→ **Point-per-instance localization data**:
::::
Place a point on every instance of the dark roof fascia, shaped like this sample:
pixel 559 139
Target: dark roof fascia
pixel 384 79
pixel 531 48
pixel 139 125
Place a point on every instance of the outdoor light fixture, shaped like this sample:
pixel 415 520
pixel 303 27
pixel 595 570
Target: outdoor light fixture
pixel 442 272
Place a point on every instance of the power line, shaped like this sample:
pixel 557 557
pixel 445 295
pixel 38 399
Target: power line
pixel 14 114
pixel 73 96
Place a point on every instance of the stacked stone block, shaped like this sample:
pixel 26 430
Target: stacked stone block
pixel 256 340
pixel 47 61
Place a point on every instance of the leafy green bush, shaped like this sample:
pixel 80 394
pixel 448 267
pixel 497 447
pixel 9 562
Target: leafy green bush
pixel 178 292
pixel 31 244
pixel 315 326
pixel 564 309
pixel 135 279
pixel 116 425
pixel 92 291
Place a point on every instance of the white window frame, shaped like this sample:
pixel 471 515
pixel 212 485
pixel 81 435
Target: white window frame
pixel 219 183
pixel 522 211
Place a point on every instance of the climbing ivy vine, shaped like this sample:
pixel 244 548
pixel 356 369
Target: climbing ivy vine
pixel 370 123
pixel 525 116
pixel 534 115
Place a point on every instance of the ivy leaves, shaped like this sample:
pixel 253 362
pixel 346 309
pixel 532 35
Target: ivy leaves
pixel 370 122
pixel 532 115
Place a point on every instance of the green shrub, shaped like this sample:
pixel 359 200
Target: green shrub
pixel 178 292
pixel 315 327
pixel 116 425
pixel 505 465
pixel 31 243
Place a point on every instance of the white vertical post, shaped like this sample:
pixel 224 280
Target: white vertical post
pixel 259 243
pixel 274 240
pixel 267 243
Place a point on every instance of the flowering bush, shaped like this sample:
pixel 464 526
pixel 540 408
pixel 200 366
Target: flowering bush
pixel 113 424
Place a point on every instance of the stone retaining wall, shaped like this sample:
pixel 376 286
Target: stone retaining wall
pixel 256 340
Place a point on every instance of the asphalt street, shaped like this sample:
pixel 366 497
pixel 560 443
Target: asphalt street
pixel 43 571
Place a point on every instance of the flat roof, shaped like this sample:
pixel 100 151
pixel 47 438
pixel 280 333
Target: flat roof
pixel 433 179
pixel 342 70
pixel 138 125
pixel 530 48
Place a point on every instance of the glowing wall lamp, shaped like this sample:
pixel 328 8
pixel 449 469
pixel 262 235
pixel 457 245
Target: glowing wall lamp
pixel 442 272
::::
→ **PROBLEM DESCRIPTION**:
Restate word for word each line of the data from the one with "pixel 200 366" to the last, keeping both ends.

→ **RESULT OF THE EXERCISE**:
pixel 200 366
Target: flowering bush
pixel 113 424
Place a point on every instance of the stone retaining wall, shaped like this sample:
pixel 376 286
Target: stone retaining wall
pixel 256 340
Place a point on every instance of the asphalt street, shaped like this sample:
pixel 366 497
pixel 560 443
Target: asphalt street
pixel 43 571
Place a point on every instance of the flat roof, shaped like this sample:
pixel 100 151
pixel 47 438
pixel 280 333
Target: flat roof
pixel 433 179
pixel 342 70
pixel 138 125
pixel 530 48
Place a point on every instance of the glowing wall lamp, shaped like this sample:
pixel 328 8
pixel 449 469
pixel 262 235
pixel 457 245
Target: glowing wall lamp
pixel 442 272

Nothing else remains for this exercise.